▸ **The problem**
Check each line of the entries below for the word "dragonfly", and copy the lines that have it.

(Spatial localization data)

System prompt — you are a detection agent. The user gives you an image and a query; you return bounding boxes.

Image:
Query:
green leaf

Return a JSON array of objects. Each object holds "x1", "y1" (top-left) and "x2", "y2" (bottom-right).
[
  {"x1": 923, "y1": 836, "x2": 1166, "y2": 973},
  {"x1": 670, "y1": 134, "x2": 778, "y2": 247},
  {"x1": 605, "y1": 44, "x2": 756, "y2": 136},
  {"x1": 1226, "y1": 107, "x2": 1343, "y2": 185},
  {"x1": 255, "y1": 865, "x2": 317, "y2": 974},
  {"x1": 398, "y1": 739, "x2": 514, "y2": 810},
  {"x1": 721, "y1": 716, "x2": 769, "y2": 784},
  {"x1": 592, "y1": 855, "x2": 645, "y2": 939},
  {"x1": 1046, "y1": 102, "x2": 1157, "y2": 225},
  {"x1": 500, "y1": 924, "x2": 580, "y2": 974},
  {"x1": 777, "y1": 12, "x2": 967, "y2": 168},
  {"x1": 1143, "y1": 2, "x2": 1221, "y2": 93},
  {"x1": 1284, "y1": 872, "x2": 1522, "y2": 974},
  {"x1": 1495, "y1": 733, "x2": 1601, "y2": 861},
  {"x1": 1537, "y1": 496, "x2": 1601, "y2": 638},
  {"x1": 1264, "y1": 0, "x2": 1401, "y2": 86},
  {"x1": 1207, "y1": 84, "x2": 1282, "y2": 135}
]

---

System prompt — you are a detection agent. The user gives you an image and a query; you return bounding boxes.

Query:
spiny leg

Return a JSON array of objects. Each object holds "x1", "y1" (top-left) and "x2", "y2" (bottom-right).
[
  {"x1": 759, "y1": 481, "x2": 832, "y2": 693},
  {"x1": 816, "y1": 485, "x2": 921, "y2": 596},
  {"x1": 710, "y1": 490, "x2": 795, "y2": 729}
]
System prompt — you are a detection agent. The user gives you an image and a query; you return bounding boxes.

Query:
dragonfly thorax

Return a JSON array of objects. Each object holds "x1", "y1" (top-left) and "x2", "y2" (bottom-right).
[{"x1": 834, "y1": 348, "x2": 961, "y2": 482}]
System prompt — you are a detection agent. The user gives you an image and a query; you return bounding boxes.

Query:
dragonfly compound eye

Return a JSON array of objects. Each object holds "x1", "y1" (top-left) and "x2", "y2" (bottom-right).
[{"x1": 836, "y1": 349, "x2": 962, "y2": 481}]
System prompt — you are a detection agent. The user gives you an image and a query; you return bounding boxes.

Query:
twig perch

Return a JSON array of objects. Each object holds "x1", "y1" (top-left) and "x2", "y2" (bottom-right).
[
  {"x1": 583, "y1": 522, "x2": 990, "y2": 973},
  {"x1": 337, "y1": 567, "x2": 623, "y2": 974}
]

--

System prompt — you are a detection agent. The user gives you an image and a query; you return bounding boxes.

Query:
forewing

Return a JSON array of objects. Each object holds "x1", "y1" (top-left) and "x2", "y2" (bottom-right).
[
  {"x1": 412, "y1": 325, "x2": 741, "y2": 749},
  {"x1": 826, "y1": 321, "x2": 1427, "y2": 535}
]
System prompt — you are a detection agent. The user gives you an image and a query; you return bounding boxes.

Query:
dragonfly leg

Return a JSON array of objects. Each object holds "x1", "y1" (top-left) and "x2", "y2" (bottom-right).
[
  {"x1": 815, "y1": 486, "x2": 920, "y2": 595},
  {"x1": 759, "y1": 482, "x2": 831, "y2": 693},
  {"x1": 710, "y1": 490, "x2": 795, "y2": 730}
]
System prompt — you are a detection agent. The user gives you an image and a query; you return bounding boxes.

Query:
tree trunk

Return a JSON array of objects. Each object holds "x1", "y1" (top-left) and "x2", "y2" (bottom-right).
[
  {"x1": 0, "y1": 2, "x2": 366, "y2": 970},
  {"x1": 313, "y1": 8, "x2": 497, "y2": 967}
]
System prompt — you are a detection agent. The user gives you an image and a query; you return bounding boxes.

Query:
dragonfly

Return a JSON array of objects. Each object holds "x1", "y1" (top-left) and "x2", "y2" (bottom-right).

▸ **Problem solution**
dragonfly thorax
dragonfly compound eye
dragonfly leg
dragonfly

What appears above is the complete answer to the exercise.